+++ SEZIONE DEL DOCUMENTO +++

Polizia a cavallo a Roma (LaPresse)

L'illuminista e il realista

La regola e l'eccezione

Sabino Cassese

Un anno vissuto sul filo di leggi ordinarie e norme speciali, in uno stato di emergenza continuo. Dinamica capacità di adattarsi alla realtà o vecchia abitudine italiana: non si fa nulla se non è urgente? Un dialogo 

Il viaggio è lungo. Le due persone sedute nel mio scompartimento hanno appena esaurito le loro conversazioni telefoniche. Si conoscono da tempo. Intessono un dialogo che merita di essere riferito, su un tema che sarebbe piaciuto agli illuministi francesi, quello della regola e dell’eccezione. Per questo, chiamerò l’uno l’illuminista, l’altro il realista.

 

L’illuminista. Non se ne può più di questa emergenza. È un accavallarsi di regole e di deroghe. Sembra di essere tornati al medioevo. Ci sono le norme ordinarie, quelle speciali, quelle straordinarie, quelle di emergenza, quelle temporanee. E questo stato di precarietà accentua la nostra cattiva abitudine: in Italia non si fa nulla se non è urgente, se non si esce dall’ordinario. Una nazione non può vivere continuamente nello stato di emergenza, deve riconquistare la normalità, se possibile più ordinata. 
Il realista. Ma tutto il mondo si è trovato in questa situazione. Non era previsto l’inizio e non si potevano prevedere i successivi svolgimenti.

 

L’illuminista. Emergenza non vuol dire uno stato permanente di incertezza. Poi, quando si è capito che siamo in presenza di una pandemia con più cicli, quelli che chiamiamo ondate, e che per fronteggiarla in maniera stabile è necessaria la vaccinazione, possiamo ancora dire che siamo in presenza di un fenomeno che “emerge”?
Il realista. L’ordinamento deve adattarsi alla realtà, per poter fronteggiare i pericoli che ne derivano. La sua resilienza sta proprio in questa capacità di adattamento dinamico, che si è realizzata modificando continuamente le norme o scegliendo le norme che più si addicevano al mutare delle situazioni concrete.

+++ DATI DI ORIGINE +++

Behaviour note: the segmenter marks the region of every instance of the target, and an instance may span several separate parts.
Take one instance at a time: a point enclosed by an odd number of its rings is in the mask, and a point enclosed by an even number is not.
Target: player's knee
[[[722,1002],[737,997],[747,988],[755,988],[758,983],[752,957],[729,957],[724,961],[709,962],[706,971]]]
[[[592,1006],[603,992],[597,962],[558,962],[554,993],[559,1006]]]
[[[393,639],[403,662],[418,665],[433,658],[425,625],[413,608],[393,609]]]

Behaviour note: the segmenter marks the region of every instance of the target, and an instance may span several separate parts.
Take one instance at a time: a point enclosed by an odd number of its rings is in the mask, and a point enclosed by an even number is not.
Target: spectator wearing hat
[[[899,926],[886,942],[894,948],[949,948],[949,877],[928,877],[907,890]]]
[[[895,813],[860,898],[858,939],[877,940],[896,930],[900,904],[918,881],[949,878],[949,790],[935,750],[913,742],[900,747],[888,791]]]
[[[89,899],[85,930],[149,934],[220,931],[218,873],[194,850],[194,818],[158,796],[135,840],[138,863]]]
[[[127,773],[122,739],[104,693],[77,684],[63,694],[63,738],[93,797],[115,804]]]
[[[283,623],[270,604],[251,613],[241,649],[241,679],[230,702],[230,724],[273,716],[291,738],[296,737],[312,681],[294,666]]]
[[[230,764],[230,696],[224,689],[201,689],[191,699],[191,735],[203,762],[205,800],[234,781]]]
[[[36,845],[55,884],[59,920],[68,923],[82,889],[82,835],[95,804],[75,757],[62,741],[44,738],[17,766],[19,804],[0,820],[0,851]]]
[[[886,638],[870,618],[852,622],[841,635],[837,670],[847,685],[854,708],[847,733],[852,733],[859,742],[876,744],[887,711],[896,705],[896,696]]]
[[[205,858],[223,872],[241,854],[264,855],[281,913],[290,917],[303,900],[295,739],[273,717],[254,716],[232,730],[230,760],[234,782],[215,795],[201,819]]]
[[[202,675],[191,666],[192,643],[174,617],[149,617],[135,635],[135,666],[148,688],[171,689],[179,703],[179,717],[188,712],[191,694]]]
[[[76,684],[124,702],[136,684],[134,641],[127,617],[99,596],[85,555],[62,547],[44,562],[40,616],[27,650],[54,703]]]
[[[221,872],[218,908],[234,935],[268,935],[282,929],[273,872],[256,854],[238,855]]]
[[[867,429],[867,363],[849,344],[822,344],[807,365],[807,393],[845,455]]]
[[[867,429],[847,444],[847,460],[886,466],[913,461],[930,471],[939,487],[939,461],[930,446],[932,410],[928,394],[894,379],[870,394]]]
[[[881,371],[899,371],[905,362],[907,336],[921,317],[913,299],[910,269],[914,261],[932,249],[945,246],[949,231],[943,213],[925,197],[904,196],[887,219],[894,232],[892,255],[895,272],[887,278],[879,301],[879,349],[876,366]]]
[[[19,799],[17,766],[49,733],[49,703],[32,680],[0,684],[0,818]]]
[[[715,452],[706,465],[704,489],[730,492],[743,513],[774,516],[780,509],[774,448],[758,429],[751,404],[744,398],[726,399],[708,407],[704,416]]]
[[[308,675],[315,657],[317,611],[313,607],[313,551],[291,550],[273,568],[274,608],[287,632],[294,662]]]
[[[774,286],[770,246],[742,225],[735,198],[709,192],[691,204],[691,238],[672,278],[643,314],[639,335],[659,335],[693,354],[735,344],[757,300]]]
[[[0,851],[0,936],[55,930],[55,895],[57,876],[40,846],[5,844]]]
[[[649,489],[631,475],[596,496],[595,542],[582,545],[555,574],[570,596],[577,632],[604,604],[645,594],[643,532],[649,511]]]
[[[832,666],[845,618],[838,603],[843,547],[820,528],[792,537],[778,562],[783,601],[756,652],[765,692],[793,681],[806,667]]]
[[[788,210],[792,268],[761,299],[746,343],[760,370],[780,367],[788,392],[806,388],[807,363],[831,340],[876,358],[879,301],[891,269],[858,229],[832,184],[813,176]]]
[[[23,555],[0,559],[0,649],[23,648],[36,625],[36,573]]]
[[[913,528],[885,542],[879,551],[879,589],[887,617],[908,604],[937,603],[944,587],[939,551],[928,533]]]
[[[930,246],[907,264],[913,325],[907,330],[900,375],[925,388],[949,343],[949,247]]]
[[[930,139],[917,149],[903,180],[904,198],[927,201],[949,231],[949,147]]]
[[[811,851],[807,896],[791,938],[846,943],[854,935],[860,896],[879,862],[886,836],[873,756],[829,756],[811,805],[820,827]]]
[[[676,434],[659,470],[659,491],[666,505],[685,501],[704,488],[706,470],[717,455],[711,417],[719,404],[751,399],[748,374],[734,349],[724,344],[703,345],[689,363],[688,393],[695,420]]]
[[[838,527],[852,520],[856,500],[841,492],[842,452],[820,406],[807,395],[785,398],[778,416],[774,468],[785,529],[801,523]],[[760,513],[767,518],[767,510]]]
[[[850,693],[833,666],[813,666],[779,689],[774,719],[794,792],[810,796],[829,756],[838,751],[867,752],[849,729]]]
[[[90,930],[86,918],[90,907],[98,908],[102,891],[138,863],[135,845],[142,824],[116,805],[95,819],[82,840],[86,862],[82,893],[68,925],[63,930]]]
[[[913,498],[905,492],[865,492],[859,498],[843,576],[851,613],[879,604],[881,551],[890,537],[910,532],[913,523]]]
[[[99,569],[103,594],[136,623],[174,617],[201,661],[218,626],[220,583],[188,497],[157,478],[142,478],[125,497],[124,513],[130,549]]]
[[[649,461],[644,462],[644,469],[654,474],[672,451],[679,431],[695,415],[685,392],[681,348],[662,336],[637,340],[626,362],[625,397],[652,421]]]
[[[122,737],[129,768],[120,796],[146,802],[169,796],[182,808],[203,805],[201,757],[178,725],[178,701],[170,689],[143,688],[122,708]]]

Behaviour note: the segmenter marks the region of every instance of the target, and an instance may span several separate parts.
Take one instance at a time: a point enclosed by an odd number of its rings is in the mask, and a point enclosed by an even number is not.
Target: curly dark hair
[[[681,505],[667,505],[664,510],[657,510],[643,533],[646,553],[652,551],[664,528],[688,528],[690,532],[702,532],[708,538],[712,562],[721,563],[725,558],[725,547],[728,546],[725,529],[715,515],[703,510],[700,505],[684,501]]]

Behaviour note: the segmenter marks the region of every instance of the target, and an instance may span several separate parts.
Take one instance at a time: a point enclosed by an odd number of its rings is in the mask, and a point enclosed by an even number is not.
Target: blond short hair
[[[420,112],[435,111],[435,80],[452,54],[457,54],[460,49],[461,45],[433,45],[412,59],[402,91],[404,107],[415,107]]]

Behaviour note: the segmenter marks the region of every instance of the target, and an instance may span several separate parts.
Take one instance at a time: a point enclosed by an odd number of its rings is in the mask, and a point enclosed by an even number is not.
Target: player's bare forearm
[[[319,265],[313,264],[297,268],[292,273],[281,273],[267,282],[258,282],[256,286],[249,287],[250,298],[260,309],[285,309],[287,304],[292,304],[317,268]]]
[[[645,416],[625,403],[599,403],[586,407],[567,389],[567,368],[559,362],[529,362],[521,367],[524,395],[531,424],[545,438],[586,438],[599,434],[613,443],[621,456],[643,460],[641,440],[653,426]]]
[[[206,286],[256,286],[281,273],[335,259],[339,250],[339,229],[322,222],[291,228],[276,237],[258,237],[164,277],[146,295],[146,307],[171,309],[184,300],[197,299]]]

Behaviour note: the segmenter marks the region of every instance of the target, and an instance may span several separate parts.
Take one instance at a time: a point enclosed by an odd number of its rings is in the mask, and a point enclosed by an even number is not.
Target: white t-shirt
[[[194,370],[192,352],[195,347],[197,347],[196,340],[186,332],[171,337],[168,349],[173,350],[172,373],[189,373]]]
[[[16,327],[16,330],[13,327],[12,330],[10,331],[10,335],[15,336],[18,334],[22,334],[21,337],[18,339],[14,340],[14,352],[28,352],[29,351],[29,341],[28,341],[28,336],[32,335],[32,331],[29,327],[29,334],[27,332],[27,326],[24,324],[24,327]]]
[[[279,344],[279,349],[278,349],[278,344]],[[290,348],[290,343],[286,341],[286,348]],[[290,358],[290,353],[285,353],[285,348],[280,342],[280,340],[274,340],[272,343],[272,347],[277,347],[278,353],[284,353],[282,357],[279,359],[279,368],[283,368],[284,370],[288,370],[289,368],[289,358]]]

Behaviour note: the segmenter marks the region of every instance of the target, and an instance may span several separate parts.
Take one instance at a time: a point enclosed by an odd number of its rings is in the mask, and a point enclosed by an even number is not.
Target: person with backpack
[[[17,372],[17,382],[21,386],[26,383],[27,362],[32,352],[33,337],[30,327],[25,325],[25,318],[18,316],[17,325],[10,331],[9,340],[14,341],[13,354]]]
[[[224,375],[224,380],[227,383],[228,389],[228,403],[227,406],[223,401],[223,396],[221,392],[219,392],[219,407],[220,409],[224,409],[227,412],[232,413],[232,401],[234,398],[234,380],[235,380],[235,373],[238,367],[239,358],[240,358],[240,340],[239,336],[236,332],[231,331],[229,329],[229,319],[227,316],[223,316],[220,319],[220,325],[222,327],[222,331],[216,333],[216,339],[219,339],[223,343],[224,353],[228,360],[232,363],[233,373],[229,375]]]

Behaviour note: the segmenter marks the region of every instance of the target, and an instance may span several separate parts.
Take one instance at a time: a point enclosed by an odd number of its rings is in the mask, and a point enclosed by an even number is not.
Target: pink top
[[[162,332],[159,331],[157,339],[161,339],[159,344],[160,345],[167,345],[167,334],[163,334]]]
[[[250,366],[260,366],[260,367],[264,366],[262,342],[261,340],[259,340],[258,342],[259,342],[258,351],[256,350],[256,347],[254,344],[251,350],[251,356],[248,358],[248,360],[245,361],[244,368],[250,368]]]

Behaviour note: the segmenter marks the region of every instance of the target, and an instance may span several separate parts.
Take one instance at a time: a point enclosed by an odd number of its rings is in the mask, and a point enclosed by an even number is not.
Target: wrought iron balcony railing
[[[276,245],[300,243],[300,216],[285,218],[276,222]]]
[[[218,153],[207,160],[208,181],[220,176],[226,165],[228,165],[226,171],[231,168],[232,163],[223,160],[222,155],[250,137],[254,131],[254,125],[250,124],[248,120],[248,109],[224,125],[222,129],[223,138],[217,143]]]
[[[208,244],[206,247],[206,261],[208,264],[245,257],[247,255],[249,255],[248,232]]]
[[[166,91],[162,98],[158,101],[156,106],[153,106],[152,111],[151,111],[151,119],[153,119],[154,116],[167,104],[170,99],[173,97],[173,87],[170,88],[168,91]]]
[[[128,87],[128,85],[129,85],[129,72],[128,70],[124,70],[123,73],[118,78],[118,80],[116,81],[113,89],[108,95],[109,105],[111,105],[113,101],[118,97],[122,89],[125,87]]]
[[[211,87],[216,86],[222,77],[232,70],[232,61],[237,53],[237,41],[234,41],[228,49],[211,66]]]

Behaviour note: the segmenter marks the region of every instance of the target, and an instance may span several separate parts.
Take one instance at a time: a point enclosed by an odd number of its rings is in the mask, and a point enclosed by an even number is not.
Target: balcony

+++

Duplica parola per parola, dal dialogo sulla regola e l'eccezione, tutto quanto va da "Polizia a cavallo" giù fino a "l’altro il realista.". L'elenco è materiale a sé, distinto dal dialogo sulla regola e l'eccezione.

Polizia a cavallo a Roma (LaPresse)

L'illuminista e il realista

La regola e l'eccezione

Sabino Cassese

Un anno vissuto sul filo di leggi ordinarie e norme speciali, in uno stato di emergenza continuo. Dinamica capacità di adattarsi alla realtà o vecchia abitudine italiana: non si fa nulla se non è urgente? Un dialogo 

Il viaggio è lungo. Le due persone sedute nel mio scompartimento hanno appena esaurito le loro conversazioni telefoniche. Si conoscono da tempo. Intessono un dialogo che merita di essere riferito, su un tema che sarebbe piaciuto agli illuministi francesi, quello della regola e dell’eccezione. Per questo, chiamerò l’uno l’illuminista, l’altro il realista.